*GIVEN TEXT*
Segment Open
Stress Busters

Posted by Insight Directory on 07 July 2015 in Alternative/Integrative Medicine

by Lisa Mandelbaum, M.S., L.Ac, Dipl. O.M.

Anxiety is a natural response that alerts us to something in our life that is triggering stress. 

Anxiety is a signal to change behavior, reduce stress, and prevent long-term physical damage. If we ignore this signal, we compromise our health and wellness.

When under stress for a long period of time, our body releases cortisol. Cortisol is a stress hormone secreted by the adrenal gland, a small gland that sits on top of each kidney. In times of acute stress, cortisol helps us to survive. For example, when we are facing a daunting task, the adrenals secrete cortisol, which in turn increases energy, memory, and immunity. This is all wonderful as we run from an attacker or give a speech, but stress day in and day out keeps the adrenals in a heightened state, with cortisol flowing through the body. This long-term exposure to cortisol decreases cognitive function, thyroid function and immunity. It also increases blood pressure and abdominal fat (which leads to a whole host of other health issues.)

These are no doubt stressful times, where multi-tasking is a requirement and product is always more important than process. While it is impossible to change the world's pace, we can change the way we live our lives.

TOOLS

Music: One of the benefits to multi-tasking is that your phone or electronic device is never far. Find some inspiring and/or relaxing music to listen to during the day. There are some great mediation applications that help relax the mind/ body. Mediate Now is a mobile application that provides an eight-minute meditation with music and voice.
Segment Closed
*EXTRACTED INFORMATION*
Segment Open
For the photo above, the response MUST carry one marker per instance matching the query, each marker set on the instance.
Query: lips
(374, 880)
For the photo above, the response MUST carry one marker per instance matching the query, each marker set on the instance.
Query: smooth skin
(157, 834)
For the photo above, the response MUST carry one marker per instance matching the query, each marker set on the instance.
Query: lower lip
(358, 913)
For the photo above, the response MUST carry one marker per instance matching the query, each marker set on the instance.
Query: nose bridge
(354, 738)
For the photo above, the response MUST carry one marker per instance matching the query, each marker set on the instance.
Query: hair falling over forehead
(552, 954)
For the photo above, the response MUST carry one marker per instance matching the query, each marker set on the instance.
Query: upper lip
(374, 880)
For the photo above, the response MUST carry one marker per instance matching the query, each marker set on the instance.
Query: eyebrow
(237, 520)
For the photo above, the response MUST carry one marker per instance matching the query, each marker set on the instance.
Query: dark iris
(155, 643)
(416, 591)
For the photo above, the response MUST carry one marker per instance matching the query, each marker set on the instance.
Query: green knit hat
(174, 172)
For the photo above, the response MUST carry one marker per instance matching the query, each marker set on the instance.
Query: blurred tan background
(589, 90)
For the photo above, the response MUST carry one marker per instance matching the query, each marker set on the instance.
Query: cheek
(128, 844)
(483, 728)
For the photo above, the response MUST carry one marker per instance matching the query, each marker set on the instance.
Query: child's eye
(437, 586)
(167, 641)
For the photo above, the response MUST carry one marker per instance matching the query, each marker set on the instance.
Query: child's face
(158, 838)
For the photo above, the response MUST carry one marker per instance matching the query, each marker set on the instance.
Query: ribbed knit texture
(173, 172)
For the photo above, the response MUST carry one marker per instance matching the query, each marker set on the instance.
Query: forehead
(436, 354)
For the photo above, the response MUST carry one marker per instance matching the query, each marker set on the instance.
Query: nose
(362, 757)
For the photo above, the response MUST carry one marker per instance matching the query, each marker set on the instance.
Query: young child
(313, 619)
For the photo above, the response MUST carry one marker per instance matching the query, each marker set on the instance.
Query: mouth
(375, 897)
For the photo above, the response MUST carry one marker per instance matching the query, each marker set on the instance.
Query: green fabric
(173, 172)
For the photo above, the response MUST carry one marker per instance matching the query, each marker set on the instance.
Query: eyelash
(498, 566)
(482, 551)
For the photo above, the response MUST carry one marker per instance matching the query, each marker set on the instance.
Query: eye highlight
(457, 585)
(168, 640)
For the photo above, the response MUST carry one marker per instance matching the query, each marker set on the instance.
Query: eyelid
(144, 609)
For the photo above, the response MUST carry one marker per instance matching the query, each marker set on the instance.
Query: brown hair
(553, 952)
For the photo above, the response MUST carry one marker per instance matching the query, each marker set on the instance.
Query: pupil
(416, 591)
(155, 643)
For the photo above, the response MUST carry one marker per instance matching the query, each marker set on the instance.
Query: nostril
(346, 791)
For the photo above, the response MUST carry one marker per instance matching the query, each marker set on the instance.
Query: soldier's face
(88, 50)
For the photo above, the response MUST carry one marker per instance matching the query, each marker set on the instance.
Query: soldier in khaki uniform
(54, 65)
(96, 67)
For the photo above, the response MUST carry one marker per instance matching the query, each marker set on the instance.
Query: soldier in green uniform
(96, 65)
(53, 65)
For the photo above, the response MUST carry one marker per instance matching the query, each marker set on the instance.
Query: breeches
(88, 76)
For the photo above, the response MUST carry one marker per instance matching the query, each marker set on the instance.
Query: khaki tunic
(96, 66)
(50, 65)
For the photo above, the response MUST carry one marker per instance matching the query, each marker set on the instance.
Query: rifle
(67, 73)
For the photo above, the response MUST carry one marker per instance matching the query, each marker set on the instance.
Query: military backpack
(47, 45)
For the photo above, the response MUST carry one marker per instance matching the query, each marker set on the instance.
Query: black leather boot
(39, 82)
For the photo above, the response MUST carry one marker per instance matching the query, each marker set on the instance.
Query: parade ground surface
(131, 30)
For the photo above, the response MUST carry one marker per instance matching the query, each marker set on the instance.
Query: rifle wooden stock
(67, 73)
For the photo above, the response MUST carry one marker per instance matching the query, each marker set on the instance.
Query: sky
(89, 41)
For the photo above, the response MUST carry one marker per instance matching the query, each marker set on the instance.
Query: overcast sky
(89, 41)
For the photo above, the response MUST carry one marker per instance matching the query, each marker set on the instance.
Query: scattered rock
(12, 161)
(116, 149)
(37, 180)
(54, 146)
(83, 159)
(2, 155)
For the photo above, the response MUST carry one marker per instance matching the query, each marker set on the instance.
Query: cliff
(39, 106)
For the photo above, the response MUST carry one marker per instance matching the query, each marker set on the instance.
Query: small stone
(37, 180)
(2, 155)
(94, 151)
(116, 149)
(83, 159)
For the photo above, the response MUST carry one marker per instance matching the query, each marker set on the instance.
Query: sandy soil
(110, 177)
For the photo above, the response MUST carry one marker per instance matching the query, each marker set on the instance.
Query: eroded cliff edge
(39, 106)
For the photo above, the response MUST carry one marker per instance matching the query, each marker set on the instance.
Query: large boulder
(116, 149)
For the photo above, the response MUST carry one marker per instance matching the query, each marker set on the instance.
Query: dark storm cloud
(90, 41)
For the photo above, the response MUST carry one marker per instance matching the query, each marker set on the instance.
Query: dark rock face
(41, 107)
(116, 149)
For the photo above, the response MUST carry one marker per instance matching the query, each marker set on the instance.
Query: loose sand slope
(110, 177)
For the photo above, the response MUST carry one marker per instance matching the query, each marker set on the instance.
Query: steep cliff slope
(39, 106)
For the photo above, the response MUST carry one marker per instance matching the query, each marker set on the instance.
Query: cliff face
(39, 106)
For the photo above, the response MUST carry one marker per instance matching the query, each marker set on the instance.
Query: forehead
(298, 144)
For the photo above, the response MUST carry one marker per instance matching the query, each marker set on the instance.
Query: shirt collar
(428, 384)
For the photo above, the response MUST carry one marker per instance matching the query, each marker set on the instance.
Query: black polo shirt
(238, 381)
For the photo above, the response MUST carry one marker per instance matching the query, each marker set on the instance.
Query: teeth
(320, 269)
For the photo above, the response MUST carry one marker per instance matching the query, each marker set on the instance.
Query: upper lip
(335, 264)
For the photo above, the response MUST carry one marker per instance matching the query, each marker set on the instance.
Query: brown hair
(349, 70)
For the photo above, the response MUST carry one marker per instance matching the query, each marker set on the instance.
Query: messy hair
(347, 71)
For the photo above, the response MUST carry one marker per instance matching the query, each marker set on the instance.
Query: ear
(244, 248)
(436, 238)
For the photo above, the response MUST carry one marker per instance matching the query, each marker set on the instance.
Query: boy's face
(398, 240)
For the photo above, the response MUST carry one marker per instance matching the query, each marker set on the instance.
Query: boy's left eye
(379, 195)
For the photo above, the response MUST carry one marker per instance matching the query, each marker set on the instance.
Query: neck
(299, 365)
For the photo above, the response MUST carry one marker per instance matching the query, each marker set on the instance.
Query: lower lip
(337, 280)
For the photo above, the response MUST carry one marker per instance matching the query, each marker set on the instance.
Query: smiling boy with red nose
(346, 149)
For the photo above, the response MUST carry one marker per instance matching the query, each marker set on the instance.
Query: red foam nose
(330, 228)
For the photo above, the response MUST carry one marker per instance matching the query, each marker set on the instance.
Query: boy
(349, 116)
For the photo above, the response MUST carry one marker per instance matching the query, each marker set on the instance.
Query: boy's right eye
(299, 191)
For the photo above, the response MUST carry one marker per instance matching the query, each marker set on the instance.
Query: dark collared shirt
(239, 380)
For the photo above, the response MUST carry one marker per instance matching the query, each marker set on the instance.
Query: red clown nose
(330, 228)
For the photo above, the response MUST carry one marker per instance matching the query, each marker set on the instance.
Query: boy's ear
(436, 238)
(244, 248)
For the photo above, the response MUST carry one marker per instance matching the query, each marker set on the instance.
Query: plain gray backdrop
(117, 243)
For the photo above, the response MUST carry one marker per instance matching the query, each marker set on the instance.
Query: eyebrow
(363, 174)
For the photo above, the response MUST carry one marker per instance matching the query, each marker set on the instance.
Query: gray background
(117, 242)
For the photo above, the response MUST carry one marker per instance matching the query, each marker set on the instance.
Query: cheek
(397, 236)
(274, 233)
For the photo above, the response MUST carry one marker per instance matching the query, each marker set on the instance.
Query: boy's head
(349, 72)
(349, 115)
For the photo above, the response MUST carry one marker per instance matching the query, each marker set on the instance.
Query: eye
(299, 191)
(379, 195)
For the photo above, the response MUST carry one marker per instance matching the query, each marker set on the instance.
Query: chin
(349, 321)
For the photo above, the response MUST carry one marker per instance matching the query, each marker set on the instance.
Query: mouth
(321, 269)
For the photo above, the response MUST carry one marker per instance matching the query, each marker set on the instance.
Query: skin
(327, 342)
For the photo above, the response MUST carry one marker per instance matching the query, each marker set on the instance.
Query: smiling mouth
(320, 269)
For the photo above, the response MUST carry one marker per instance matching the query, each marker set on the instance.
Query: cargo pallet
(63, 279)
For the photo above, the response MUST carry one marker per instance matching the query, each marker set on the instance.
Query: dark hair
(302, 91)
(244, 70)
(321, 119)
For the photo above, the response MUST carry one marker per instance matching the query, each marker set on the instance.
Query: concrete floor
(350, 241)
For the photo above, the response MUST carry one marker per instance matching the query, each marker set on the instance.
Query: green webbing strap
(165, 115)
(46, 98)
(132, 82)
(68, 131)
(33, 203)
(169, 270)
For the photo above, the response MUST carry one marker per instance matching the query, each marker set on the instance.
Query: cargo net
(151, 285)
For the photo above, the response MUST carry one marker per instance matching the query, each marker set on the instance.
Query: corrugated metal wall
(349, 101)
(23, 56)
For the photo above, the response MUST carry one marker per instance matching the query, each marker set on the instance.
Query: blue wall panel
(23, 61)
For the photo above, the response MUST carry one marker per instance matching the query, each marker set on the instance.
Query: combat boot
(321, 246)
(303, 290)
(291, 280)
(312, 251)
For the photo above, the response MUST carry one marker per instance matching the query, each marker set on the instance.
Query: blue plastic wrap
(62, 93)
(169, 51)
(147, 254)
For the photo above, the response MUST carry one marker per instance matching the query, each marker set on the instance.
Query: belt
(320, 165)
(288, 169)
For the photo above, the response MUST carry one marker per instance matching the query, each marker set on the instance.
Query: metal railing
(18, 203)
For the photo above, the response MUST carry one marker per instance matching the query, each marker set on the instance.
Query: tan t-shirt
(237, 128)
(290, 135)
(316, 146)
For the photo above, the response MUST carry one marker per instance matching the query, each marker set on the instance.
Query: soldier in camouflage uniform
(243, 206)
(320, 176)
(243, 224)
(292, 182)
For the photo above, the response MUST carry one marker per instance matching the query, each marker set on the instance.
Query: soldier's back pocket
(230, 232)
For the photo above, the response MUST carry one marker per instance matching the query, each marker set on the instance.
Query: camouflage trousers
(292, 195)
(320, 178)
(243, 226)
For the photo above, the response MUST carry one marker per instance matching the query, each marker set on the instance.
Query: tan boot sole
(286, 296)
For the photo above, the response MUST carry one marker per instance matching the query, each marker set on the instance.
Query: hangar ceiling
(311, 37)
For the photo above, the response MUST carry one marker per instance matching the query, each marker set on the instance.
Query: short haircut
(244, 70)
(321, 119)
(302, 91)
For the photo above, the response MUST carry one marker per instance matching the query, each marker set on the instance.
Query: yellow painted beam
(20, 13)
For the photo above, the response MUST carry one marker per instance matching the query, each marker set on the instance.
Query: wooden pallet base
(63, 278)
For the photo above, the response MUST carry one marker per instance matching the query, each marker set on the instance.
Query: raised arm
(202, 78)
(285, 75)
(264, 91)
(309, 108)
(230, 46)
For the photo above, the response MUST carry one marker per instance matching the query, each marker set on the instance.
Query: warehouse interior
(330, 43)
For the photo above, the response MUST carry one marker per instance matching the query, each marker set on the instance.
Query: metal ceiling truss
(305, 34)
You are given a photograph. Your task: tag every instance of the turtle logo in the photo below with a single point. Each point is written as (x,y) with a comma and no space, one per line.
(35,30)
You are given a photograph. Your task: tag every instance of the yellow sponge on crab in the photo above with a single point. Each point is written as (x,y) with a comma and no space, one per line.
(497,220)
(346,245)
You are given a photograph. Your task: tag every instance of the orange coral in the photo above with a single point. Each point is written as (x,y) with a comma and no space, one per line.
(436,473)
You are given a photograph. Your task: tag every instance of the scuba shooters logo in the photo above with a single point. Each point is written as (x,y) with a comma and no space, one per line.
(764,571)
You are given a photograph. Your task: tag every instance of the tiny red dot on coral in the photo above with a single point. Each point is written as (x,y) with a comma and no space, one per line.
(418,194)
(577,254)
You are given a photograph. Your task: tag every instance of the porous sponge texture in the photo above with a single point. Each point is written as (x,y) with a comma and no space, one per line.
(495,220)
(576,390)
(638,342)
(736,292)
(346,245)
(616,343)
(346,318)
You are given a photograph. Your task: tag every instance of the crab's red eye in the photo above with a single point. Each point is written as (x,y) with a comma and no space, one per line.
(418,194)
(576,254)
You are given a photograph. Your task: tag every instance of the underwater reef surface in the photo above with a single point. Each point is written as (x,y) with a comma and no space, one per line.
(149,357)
Segment Closed
*INSTRUCTIONS*
1/ According to the Stress Busters post, where does the adrenal gland sit?
2/ Retype the part of the Stress Busters post starting at "When under stress" and ending at "other health issues.)".
3/ Write what comes next in the Stress Busters post on reducing stress, picking up after its last sentence.

*RESULTS FOR THE EXERCISE*
1/ On top of each kidney.

2/
When under stress for a long period of time, our body releases cortisol. Cortisol is a stress hormone secreted by the adrenal gland, a small gland that sits on top of each kidney. In times of acute stress, cortisol helps us to survive. For example, when we are facing a daunting task, the adrenals secrete cortisol, which in turn increases energy, memory, and immunity. This is all wonderful as we run from an attacker or give a speech, but stress day in and day out keeps the adrenals in a heightened state, with cortisol flowing through the body. This long-term exposure to cortisol decreases cognitive function, thyroid function and immunity. It also increases blood pressure and abdominal fat (which leads to a whole host of other health issues.)

3/
Stretching: Many people say that they have the weight of the world on their shoulders. Holding this weight results in chronic neck and shoulder pain. Remind yourself during the day to take a deep breath, close your eyes and bring your shoulders back and down. A program like Desk Active placed on your computer will help remind and model simple stretches.

Sleep: Sleep is essential for providing the body with a time to repair and regenerate. It is important to practice good sleep hygiene: going to sleep the same time every night, waking the same time everyday, using the bedroom for only sleep and sex.

Acupuncture: It had to make this list, as this ancient Chinese art is a fabulous remedy for calming the heart spirit and raising endorphin levels (a feel good hormone). There have been many studies on acupuncture and its efficacy. While every study has its own findings, one commonality is that placing a needle, also called a real or sham, along certain acupuncture points raises endorphin levels, which results in people feeling more relaxed.

Supplements: GABA is a wonderful amino acid that also serves as a mood enhancer. Biochemists refer to GABA as an "inhibitory neurotransmitter" as it turns off stress chemicals like adrenaline. GABA works in a matter of minutes. Two other amino acids that are fabulous for calming the system are taurine and glycine. While taurine is said to relax the brain, glycine helps to relax muscles that often tighten during stress.

Ideally, it would be wonderful if we could identify the stressors in our lives and change them. However, reality reigns and we often just need to move through stressful situations. What we can change, however, is how we meet the stress. Employing mind-body therapies like those listed above can have a profound impact on our daily health.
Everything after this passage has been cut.